**What you will do:**
1. Using the opinion piece below about Vicki Ann Cremona and Repubblika, decide whether each statement agrees with it: (a) Cremona's article appeared in The Times of Malta; (b) Francine Farrugia is a PN councillor from Siġġiewi; (c) the Harrods spending spree came to €130,000. Answer yes or no for each, quoting the words of the piece that decide it.
2. Carry on the opinion piece about Cremona and Repubblika below, picking up right after its final sentence.

* Start Reading text *

When Corruption Wears Blue, Cremona Loses Her Voice

Neville Gafa

~ 1 week ago

When Corruption Wears Blue, Cremona Loses Her Voice

In her latest sermon in The Times of Malta, Vicki Ann Cremona wrapped herself in the language of moral guardianship, lecturing us that “civil society is democracy’s conscience.” According to her, NGOs like Repubblika are there to “hold up a mirror to power,” to “stand up against corruption even when it is normalised,” and to “ask difficult questions when institutions fail.” It’s a beautiful hymn to accountability. Stirring, even.

 

 

But like so much of what passes as Repubblika rhetoric, it collapses under the weight of its own double standards. Because when corruption arises from within their own political backyard, their mirror suddenly fogs over—and their megaphone falls silent.

 

Take the case of Francine Farrugia, the PN councillor from Siġġiewi currently facing trial for allegedly siphoning off millions from MCAST funds into property, cars, and even a staggering €113,000 spending spree at Harrods. The scandal is monumental. It cut deep into education funds, into taxpayers’ money, into the future of Maltese students. If ever there was a textbook case for activists to “defend the vulnerable” and “demand accountability,” this was it.

 

And what did Cremona and Repubblika do? Nothing.

* End Reading text *
* Start Data listing *

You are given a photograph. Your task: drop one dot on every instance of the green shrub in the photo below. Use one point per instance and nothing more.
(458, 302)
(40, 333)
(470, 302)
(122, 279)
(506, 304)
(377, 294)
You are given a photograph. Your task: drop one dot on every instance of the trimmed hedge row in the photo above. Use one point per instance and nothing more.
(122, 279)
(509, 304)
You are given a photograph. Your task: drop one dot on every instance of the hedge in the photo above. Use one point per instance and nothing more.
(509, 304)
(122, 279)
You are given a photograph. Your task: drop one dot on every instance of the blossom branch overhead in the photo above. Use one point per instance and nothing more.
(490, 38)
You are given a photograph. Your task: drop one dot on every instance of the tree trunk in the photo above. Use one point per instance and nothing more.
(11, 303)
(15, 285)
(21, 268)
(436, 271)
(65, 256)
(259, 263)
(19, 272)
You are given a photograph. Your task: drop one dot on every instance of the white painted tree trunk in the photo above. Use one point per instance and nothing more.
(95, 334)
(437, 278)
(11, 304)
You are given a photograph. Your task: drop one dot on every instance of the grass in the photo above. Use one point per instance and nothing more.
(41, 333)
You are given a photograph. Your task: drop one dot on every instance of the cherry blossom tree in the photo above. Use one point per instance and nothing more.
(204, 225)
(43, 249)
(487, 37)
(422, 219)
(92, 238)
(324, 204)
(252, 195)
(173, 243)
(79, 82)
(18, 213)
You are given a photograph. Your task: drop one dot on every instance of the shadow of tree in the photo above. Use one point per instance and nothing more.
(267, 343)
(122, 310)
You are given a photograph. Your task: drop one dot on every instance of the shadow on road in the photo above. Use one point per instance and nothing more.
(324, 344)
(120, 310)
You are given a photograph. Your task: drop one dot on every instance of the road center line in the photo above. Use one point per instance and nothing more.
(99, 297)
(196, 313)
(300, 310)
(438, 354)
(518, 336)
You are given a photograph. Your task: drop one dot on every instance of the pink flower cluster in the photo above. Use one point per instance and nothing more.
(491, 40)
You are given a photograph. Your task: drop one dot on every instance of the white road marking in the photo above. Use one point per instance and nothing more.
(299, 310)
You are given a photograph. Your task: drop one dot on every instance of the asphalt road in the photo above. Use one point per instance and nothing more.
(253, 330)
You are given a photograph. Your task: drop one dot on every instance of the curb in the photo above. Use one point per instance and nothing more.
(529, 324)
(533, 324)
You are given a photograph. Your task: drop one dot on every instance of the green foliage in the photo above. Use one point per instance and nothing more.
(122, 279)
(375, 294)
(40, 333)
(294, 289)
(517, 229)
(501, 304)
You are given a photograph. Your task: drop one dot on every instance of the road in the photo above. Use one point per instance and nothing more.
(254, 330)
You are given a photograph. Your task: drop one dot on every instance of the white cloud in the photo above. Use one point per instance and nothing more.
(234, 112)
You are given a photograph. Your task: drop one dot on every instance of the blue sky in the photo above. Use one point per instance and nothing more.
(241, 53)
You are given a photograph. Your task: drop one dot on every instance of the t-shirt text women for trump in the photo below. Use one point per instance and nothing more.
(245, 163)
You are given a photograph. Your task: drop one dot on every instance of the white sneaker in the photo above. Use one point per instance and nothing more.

* End Data listing *
* Start Data listing *

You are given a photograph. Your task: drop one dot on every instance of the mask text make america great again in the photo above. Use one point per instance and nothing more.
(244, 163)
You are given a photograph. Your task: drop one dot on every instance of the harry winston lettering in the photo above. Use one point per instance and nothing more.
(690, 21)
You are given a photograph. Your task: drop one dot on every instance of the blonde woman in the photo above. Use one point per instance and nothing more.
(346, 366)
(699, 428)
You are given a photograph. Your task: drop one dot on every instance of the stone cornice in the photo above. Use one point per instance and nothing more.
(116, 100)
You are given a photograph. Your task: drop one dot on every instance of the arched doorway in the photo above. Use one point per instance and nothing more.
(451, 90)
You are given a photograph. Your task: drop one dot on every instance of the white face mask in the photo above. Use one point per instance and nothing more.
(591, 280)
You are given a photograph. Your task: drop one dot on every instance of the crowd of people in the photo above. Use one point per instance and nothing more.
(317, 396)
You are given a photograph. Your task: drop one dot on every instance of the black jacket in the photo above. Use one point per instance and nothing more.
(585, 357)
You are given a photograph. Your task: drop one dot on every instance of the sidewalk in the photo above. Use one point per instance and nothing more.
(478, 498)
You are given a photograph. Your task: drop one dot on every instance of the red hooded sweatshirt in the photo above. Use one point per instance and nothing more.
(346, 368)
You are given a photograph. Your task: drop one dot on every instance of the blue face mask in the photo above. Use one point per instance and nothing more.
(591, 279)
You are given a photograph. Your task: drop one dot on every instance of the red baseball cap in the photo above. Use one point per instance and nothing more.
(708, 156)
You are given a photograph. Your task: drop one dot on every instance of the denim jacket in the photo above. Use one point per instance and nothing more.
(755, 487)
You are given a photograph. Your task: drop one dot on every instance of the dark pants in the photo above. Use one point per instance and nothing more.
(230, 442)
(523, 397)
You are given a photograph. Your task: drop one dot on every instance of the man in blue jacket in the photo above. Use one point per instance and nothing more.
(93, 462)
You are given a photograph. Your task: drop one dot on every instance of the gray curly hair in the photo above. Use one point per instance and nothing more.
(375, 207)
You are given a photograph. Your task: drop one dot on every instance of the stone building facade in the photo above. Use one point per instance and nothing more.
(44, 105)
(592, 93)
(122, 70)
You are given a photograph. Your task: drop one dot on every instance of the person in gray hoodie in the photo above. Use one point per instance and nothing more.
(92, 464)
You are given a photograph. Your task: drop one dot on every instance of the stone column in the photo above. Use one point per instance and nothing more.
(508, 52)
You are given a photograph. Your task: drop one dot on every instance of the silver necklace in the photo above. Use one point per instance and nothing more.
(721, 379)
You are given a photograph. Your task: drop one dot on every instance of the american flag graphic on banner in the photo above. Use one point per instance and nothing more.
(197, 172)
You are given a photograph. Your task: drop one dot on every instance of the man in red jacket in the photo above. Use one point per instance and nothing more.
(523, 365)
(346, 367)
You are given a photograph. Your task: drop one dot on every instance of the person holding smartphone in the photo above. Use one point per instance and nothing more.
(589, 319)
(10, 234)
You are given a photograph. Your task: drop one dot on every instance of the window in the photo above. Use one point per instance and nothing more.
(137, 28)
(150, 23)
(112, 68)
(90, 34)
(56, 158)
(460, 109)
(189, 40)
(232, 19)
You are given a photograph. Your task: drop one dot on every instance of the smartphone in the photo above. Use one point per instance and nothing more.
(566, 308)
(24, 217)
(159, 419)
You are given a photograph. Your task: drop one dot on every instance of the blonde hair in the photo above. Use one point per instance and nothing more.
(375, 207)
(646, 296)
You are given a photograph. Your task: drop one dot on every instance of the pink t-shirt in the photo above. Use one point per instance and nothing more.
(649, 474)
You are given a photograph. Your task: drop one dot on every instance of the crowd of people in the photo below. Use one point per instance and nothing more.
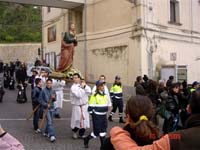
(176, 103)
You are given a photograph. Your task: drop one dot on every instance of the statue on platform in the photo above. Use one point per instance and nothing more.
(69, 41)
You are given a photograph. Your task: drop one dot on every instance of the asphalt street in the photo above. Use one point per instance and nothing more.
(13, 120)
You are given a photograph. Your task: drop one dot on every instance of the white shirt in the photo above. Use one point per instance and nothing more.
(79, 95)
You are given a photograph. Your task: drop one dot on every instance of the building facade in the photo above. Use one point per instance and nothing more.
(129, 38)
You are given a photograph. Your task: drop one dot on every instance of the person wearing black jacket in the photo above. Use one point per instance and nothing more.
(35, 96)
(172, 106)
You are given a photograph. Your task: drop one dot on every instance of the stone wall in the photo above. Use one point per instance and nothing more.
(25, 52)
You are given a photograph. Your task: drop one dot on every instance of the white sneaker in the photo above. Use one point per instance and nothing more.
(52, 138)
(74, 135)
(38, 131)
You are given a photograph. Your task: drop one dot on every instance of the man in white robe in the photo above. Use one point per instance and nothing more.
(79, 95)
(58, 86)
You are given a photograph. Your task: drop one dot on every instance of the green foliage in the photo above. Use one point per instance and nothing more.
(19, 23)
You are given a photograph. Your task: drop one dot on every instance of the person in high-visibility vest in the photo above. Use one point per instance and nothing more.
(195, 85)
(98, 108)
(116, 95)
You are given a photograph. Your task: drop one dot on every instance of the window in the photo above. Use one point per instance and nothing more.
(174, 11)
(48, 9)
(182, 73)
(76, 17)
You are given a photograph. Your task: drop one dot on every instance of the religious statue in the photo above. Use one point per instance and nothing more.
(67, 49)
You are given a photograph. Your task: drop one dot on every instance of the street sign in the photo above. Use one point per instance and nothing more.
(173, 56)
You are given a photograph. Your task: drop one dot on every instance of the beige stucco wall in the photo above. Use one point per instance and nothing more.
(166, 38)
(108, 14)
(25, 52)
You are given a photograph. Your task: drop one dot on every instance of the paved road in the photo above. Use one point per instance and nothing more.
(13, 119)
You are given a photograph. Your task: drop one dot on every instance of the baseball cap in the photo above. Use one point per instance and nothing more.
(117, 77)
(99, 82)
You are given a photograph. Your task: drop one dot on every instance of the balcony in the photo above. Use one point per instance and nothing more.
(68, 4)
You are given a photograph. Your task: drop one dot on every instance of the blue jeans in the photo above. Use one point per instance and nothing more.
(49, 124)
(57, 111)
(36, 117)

* End Data listing *

**Exercise responses:**
1.
(a) Yes: "In her latest sermon in The Times of Malta"
(b) Yes: "the PN councillor from Siġġiewi"
(c) No: "a staggering €113,000 spending spree at Harrods"

2.
 

No press release.

 

No condemnation.

 

Not even a token Facebook post.

 

 

Vicki Ann Cremona

 

 

The silence was deafening. Because Farrugia is one of theirs—a Nationalist activist, part of the same political tribe that Repubblika has always carefully shielded. Cremona’s “pillar of democracy” suddenly turns to ash when the cracks appear in her side of the partisan fence.

 

This is the fatal hypocrisy at the heart of her sermon. Civil society, she tells us, must “speak in the name of the republic, not the government.” And yet under her leadership, Repubblika does exactly the opposite: it speaks in the language of selective justice, keeping its fire exclusively for Labour corruption while handing out indulgences to Nationalist sins.

 

 

 

To be clear, corruption is corruption—whether it wears a red or blue rosette. For the MCAST millions to vanish under the watch of a PN councillor is every bit as obscene as any scandal under Labour. The difference is that Repubblika’s outrage machine only activates when the colour suits its politics. When it hits closer to home, Cremona and company “play dumb.”

 

In the end, Cremona’s words crumble under the weight of her silence. A civil society that only cries foul when it suits partisan interests isn’t a guardian of democracy – it’s an accomplice in its decay.

 

If Cremona cannot condemn corruption in her own camp, then she has no authority to preach about democracy at all.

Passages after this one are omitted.